Article =>
The explorers will have to draw on their commitment to complete their 110-day journey.
It includes a 3,000-metre ascent, including through terrain which has not been explored before.
"It's one of the last great journeys left on Earth, and we've been talking about doing it for 10 years," Dr Andrews said.
"It epitomises everything that is wild and extreme about the natural world. It's a pristine environment, nature in its most raw form. It's a privilege just to be there."
Alone in the wilderness
At the most remote part of their journey, a rescue plane will be a full day's flight away – and that's only if conditions hold up.
"If accidents happen they normally happen in bad weather. So it could take them a couple of days to get to us," Dr Andrews said.
They'll have a satellite phone to check in with their team each day, and carry all their supplies in sleds towed behind them.
The pair have undertaken a gruelling three-year training regime to prepare themselves for the tough conditions.
"The majority of our training has been dragging big 4x4 tyres up and down the beach for hours on end, it simulates dragging a heavy sled through heavy snow very well," Dr Andrews said.
"It's about being big and strong as well as endurance fit."
Three pairs of socks and a lot of imagination
It was -2C in Guthega where the pair met the Scouts troop, significantly warmer than what they can expect on their journey.
Jindabyne Scouts leader Tony Cowcher said one of the children asked how many pairs of socks they would bring.
The answer was just three.
"It's pretty unbelievable," Mr Cowcher said.
"That's one pair a month."
He said the Scouts that got to meet the pair, some as young as 11, came away dreaming big.
"While I'm not sure that many of them are about to jet off to Antarctica, here are two ex-Scouts who have done amazing things with their lives," he said.
"It's proving that you can look wider, and aspire to almost anything."

Supplied material =>
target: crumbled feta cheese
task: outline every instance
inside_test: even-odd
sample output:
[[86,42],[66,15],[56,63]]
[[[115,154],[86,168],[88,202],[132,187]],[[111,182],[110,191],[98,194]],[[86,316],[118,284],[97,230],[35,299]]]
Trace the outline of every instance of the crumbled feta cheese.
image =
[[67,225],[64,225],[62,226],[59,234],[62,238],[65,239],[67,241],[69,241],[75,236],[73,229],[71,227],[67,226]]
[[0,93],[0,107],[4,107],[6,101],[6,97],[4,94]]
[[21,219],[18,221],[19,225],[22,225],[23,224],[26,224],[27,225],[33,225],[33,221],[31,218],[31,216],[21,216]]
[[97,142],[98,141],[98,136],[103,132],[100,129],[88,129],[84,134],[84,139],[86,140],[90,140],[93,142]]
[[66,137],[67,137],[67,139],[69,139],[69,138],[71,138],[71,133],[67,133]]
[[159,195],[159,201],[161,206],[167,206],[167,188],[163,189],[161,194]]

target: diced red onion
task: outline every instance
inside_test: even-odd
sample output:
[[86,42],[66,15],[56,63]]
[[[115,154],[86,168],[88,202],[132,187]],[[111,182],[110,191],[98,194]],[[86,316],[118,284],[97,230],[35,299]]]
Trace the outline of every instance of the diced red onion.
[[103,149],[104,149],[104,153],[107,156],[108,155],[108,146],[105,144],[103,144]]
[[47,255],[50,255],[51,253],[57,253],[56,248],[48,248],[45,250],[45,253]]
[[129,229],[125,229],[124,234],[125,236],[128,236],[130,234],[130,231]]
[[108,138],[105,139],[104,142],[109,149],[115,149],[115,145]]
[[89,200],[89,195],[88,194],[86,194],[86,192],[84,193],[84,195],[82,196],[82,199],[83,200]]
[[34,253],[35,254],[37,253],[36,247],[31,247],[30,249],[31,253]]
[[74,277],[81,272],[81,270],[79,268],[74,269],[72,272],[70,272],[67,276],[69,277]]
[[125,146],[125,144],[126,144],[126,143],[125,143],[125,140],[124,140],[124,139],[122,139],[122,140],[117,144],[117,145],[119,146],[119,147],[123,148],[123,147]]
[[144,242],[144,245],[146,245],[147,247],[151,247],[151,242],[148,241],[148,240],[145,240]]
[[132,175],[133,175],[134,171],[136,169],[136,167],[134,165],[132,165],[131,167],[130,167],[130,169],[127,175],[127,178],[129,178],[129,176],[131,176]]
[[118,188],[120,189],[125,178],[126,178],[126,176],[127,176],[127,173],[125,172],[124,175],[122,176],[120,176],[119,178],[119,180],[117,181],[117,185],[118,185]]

Exercise set =>
(a) List every place named in the expedition article.
(b) According to the expedition article, what was the temperature in Guthega when the pair met the Scouts troop?
(c) Quote the expedition article starting at "Three pairs of" and ending at "they would bring.".

Solved problems =>
(a) Earth, Guthega, Jindabyne, Antarctica

(b) It was -2C.

(c)
Three pairs of socks and a lot of imagination
It was -2C in Guthega where the pair met the Scouts troop, significantly warmer than what they can expect on their journey.
Jindabyne Scouts leader Tony Cowcher said one of the children asked how many pairs of socks they would bring.